Written problem:
Rewrite the records that follow, replacing "mapping pass" with "annotation round" everywhere and leaving everything else unchanged.

◆ ◆ ◆ ◆ ◆ ◆ ◆

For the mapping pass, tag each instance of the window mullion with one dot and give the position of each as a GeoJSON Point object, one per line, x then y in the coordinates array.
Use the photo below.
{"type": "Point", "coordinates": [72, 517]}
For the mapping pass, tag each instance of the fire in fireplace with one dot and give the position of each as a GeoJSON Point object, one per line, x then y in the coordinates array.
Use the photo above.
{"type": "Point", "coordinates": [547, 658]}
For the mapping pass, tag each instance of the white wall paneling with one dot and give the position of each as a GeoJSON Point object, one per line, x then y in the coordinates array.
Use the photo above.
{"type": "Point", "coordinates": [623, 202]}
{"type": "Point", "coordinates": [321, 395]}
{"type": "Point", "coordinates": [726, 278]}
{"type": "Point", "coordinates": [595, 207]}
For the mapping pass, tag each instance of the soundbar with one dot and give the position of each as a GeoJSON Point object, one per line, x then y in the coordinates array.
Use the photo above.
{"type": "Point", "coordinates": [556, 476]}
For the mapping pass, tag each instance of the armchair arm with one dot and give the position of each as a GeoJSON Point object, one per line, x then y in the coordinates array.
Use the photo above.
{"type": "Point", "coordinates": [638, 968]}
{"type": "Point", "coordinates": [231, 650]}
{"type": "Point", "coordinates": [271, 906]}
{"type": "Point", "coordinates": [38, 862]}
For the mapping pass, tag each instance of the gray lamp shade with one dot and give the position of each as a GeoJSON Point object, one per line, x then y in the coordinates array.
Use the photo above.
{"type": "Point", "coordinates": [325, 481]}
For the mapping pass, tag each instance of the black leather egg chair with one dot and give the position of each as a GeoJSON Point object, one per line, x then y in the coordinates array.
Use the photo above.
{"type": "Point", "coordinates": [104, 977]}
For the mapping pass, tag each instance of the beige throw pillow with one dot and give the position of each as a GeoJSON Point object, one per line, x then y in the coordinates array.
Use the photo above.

◆ ◆ ◆ ◆ ◆ ◆ ◆

Solution to this problem:
For the annotation round, tag each instance of the window mullion with one dot and give the position of each as a GeoJSON Point object, one per line, x then y in the coordinates array.
Use the photo below.
{"type": "Point", "coordinates": [72, 517]}
For the annotation round, tag each instance of the fire in fireplace with one dot and give the position of each as a GeoJSON Point object, one per line, x then y in the coordinates array.
Use the photo above.
{"type": "Point", "coordinates": [547, 658]}
For the annotation round, tag each instance of the white wall paneling with one dot and give the position of each as a GeoJSON Point object, one per line, x then y in the coordinates array.
Use the photo above.
{"type": "Point", "coordinates": [623, 202]}
{"type": "Point", "coordinates": [321, 395]}
{"type": "Point", "coordinates": [726, 278]}
{"type": "Point", "coordinates": [595, 207]}
For the annotation round, tag each instance of the soundbar with one dot and give the position of each as a GeoJSON Point object, one per line, x then y in the coordinates array.
Use the photo above.
{"type": "Point", "coordinates": [556, 476]}
For the annotation round, tag each instance of the armchair arm with one dot and give the position of each as a GeoJSON Point object, one per line, x then y in the coordinates array.
Use the photo above.
{"type": "Point", "coordinates": [638, 968]}
{"type": "Point", "coordinates": [231, 650]}
{"type": "Point", "coordinates": [271, 906]}
{"type": "Point", "coordinates": [38, 862]}
For the annotation round, tag each instance of the gray lamp shade with one dot and give the position of each as a GeoJSON Point object, one per line, x then y in the coordinates array.
Use the photo above.
{"type": "Point", "coordinates": [325, 481]}
For the annotation round, tag each instance of the black leather egg chair with one dot and give the position of each as a GeoJSON Point object, one per line, x then y in the coordinates array.
Use the photo above.
{"type": "Point", "coordinates": [104, 977]}
For the annotation round, tag each instance of the beige throw pillow with one dot and give the position of each as a GeoJSON Point object, one per line, x then y in the coordinates array.
Use the photo above.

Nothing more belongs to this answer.